But the next year, she marched back to school, determined to complete two years of coursework in one so she could graduate with her class. Her teachers told her it couldn’t be done. And she heard the same discouraging message as she made her way up the chain of school administrators. Eventually, though, they left her to her own devices--without holding out much hope for her success.

Andrea took extra classes, skipped lunch period, and went to summer school that year. And with a little baby-sitting help from her mother, she earned her diploma and proved the powers-that-be wrong.

Andrea’s memory of what she had to go through to graduate gives her extra incentive to get involved in her children’s schooling. She has two now, a2-year-old boy and a 13-year-old girl. The same feistiness and energy that paid off in high school have now earned her a spot as president of the parent organization at her oldest child’s school here in Paterson. The girl’s father, Wesley Allen, also works to stay involved in school activities. Despite their persistence, though, the couple still has a lot of questions about what they should say and do to become effective advocates for their children.

But thanks to the Right Question, the two have begun to get some answers. Started on a shoestring budget by a small organization in Somerville, Mass., the parent-involvement project takes a different tack than simply trying to entice parents to turn out for bake sales or parent-teacher conferences. It is based on the democratic premise that you can’t get what you want unless you know what to ask for.

In that vein, the project offers training sessions to help parents learn how to pose questions to find out whether schools are meeting their children’s needs--and what they can do about it if they aren’t. But the sessions don’t stop with questions. They also groom parents to lead their own workshops for other moms and dads.

In a recent session spanning two and a half days in Paterson, project trainers helped about 20 parents in this primarily low-income minority community come up with questions ranging from who sets school standards to what an A means on a report card. The trainers then put parents through the paces of simulating mock sessions for their peers, who offered feedback and constructive criticism.

“Yesterday, you wouldn’t have caught me up here. My hands were cold and clammy--I was so nervous,” says Joanne Vaccaro, one of the participants. “But now I think I would be able to do it with a smaller group. I had the encouragement and support of all these people that I can do it.”

Inquiring Minds

Community activists working to spur school-community partnerships in Lawrence, Mass., launched the Right Question project five years ago. Their outreach efforts shed light on the obstacles that keep many parents at arm’s length from the people and decisions that affect them and their children.

“We learned from parents that they weren’t participating because they didn’t know what to ask,” says Dan Rothstein, the executive director of the Right Question project.

The project is not limited to school issues. Its skeleton staff of five--which works out of a basement office in an old public school--has traveled from Boston to Hawaii helping parents devise strategies on everything from getting better child care to coping with the shutdown of a sugar-cane plantation. Topics for next year include campaign-finance reform and immigration.

But the project’s meat and potatoes has been helping parents support, monitor, and advocate for their children in school. The education component is built around workshops touching on four sets of questions:

  • What is my child learning?
  • What does my child need to learn?
  • Is the teacher teaching what my child needs to learn? Is my child learning what he or she needs to learn?
  • If not, what can I do? If so, what else can I do?

◆ **Records shown**
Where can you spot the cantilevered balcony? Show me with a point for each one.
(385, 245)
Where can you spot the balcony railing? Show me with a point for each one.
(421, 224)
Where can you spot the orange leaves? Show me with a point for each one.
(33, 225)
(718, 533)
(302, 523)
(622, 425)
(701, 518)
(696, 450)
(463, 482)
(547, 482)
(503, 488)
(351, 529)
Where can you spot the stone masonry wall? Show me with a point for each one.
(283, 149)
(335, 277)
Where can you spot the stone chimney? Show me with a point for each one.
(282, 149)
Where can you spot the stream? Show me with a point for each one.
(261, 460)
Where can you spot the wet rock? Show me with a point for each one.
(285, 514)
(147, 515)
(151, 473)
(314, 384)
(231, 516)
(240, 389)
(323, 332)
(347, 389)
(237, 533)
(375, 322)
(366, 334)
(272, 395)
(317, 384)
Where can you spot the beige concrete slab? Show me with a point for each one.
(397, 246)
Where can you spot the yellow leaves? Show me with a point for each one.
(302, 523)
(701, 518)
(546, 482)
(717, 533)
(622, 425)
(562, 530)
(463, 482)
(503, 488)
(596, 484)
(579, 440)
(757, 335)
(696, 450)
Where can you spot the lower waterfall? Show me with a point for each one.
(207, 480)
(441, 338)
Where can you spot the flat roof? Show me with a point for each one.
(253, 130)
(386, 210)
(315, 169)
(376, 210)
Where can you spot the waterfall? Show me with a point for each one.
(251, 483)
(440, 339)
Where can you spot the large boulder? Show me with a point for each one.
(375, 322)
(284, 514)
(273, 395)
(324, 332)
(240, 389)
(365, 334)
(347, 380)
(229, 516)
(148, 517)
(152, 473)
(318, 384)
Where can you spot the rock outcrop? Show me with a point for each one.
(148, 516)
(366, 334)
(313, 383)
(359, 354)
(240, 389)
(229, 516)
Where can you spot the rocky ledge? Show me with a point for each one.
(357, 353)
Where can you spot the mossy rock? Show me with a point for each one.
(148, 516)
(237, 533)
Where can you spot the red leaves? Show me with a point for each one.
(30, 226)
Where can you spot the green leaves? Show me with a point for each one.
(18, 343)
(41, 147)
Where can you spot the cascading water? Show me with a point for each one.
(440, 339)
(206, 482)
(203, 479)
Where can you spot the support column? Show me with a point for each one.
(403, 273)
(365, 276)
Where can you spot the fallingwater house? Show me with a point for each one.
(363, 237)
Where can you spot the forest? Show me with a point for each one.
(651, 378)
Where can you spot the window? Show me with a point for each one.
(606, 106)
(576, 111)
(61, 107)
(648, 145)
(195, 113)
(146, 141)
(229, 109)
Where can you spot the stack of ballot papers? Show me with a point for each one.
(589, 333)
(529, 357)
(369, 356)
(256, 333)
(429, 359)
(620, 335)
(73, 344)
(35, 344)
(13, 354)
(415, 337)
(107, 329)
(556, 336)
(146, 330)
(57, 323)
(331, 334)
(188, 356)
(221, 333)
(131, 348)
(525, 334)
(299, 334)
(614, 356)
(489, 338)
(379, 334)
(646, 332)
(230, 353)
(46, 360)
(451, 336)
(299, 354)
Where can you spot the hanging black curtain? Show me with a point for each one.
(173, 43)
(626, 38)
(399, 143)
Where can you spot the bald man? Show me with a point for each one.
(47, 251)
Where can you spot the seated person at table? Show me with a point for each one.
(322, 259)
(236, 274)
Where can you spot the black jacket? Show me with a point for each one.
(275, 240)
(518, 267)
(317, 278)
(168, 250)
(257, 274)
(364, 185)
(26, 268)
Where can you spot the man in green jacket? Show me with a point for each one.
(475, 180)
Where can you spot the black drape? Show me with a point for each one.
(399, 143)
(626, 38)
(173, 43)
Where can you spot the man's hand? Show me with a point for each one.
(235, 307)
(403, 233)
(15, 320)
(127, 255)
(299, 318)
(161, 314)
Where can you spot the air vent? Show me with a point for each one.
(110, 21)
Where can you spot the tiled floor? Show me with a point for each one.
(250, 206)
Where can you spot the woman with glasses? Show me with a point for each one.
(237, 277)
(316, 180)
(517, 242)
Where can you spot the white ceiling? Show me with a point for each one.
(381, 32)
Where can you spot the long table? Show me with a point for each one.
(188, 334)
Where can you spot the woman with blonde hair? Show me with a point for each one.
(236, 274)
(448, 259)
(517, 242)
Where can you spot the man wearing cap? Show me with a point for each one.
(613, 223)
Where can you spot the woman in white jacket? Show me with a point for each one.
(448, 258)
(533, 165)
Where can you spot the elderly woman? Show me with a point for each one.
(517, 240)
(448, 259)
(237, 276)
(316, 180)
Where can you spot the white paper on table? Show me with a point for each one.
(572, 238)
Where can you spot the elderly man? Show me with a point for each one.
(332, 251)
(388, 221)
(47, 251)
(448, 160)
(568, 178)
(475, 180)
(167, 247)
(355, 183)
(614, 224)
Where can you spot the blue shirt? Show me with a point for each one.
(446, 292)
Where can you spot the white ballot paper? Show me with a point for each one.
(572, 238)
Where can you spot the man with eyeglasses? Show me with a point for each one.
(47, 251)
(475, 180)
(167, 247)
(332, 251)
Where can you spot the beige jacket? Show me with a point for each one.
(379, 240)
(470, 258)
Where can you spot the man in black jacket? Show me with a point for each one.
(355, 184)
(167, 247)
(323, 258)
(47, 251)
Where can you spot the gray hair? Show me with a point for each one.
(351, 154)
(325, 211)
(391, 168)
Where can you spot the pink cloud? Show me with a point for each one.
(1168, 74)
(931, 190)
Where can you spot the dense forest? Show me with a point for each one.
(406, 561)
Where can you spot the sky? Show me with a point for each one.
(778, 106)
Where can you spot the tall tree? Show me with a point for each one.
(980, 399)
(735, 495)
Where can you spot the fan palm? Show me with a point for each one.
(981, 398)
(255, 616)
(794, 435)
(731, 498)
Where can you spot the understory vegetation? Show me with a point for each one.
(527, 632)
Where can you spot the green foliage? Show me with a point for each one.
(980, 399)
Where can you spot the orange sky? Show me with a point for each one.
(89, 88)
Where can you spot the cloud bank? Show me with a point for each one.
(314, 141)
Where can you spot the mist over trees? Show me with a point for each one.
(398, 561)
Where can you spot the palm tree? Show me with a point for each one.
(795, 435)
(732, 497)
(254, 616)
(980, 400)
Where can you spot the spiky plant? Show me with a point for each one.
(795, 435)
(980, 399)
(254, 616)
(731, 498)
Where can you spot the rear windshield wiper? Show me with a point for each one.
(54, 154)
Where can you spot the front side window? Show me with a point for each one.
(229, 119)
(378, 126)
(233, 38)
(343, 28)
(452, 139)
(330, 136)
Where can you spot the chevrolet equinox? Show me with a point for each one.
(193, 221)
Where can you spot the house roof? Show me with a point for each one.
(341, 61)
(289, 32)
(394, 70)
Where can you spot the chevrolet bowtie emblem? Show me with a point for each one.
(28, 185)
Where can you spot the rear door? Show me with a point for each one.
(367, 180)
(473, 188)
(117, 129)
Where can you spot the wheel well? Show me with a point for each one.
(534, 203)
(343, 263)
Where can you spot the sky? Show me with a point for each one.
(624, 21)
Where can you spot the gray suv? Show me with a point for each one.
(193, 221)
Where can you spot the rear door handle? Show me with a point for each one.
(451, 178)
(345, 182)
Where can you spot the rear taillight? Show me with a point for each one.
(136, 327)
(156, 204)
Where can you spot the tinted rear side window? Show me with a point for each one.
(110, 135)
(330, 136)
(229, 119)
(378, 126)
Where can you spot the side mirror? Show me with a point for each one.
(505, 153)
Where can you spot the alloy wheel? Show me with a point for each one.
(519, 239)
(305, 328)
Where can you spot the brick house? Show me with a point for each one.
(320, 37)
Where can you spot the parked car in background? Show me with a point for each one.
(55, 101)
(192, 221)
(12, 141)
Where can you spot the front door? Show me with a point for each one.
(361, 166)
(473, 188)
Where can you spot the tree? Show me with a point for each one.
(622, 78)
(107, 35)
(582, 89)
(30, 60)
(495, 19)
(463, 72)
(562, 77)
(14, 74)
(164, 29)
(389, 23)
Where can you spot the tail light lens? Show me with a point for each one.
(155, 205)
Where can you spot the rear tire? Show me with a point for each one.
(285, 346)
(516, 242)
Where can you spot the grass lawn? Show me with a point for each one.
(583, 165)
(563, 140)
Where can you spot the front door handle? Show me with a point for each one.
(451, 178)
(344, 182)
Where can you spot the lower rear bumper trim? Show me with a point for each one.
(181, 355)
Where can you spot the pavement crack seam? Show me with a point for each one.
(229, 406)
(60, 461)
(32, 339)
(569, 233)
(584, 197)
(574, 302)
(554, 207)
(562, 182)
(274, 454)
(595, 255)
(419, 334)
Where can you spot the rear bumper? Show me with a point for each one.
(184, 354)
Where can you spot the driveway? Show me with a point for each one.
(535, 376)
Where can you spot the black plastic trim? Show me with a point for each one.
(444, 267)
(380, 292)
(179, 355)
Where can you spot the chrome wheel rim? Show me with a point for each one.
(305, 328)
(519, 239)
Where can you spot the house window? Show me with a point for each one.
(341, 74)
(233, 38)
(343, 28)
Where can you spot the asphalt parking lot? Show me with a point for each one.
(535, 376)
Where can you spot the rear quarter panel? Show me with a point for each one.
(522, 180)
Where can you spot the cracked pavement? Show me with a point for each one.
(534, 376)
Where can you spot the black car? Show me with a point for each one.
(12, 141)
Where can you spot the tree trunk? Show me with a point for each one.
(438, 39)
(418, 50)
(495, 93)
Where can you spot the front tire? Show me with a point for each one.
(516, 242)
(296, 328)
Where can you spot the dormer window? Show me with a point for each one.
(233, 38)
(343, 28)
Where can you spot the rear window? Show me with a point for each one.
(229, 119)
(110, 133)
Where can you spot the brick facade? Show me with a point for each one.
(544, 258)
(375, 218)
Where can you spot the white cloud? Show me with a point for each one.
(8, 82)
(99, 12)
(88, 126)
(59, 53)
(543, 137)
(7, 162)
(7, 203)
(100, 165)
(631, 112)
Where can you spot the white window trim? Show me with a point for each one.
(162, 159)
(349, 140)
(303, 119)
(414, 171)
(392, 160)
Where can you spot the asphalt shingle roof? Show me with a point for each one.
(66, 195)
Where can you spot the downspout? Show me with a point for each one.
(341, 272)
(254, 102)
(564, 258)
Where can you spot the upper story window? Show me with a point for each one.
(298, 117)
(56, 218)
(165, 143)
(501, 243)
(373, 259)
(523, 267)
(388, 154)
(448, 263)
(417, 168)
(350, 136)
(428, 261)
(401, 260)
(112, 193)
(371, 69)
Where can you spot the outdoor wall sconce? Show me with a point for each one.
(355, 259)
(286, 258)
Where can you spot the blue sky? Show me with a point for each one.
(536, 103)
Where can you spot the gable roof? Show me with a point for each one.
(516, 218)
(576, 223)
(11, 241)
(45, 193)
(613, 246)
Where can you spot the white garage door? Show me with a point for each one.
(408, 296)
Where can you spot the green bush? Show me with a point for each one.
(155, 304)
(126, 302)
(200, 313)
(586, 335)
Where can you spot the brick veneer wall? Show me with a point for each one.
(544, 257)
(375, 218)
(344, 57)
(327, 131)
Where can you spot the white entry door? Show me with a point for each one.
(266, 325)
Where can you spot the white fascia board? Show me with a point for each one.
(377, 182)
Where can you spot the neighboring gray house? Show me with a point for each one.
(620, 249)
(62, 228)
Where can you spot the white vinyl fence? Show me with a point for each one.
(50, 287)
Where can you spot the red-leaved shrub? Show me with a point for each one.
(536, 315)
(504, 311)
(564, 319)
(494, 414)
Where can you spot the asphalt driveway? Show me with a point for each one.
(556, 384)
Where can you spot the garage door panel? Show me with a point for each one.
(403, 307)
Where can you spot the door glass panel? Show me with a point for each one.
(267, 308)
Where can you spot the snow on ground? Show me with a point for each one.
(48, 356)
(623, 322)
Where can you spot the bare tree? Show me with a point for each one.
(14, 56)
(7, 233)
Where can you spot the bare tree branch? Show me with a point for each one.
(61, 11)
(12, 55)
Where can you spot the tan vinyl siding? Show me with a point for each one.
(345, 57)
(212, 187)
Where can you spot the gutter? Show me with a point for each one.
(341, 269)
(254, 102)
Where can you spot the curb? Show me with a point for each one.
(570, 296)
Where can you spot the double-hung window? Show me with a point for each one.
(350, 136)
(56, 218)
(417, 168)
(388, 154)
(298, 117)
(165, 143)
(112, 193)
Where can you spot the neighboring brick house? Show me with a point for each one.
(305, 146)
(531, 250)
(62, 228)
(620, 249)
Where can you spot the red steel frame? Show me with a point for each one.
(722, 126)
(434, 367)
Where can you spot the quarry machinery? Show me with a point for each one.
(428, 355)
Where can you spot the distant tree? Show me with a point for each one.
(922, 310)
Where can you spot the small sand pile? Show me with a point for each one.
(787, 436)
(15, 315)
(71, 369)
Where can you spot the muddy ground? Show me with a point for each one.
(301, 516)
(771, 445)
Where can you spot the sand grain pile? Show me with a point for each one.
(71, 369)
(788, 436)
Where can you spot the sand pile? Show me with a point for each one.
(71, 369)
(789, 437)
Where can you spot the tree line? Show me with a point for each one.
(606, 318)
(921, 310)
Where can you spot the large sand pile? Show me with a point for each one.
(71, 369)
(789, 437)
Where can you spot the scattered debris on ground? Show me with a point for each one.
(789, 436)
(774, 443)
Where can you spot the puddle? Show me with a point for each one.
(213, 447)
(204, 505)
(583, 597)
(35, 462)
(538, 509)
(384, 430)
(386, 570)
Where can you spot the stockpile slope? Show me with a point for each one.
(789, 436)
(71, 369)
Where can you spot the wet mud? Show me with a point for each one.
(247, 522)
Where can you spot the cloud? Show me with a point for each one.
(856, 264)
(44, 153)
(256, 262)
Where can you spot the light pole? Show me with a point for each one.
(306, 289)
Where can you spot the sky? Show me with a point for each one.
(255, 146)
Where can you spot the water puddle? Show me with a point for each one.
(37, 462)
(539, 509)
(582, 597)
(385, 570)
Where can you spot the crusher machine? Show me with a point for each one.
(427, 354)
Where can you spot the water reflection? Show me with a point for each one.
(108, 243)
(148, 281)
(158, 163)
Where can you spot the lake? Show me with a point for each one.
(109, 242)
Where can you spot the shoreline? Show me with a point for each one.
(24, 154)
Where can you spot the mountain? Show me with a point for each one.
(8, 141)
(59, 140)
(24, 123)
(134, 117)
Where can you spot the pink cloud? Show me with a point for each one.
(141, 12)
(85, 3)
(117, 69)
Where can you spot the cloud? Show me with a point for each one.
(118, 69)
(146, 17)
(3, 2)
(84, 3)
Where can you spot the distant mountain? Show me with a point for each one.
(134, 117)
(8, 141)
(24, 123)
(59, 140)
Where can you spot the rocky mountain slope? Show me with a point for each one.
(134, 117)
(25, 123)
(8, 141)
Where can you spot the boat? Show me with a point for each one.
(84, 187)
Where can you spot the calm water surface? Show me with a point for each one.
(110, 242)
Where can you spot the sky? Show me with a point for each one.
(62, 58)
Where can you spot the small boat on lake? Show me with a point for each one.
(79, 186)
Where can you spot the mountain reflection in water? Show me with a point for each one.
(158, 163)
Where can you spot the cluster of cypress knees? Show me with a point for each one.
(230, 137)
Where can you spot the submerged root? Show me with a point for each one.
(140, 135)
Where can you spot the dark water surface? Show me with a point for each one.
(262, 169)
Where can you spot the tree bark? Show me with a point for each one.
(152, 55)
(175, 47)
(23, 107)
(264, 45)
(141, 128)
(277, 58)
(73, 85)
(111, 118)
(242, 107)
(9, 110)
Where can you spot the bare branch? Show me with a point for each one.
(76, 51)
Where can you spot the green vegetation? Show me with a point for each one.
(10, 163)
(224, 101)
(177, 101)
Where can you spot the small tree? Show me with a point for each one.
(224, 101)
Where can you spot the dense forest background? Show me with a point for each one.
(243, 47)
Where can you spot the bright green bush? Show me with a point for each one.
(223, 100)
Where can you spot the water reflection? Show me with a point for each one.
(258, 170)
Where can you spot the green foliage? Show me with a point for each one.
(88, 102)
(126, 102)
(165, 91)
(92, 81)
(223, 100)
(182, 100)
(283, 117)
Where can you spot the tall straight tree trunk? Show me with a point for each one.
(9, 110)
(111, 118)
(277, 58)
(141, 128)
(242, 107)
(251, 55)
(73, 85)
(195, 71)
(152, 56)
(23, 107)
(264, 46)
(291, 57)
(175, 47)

◆ **Work instructions**
Repeat, word for word, the part of the passage on the Right Question project starting at "In that vein, the" and ending at "moms and dads.".

◆ **Expected answer**
In that vein, the project offers training sessions to help parents learn how to pose questions to find out whether schools are meeting their children’s needs--and what they can do about it if they aren’t. But the sessions don’t stop with questions. They also groom parents to lead their own workshops for other moms and dads.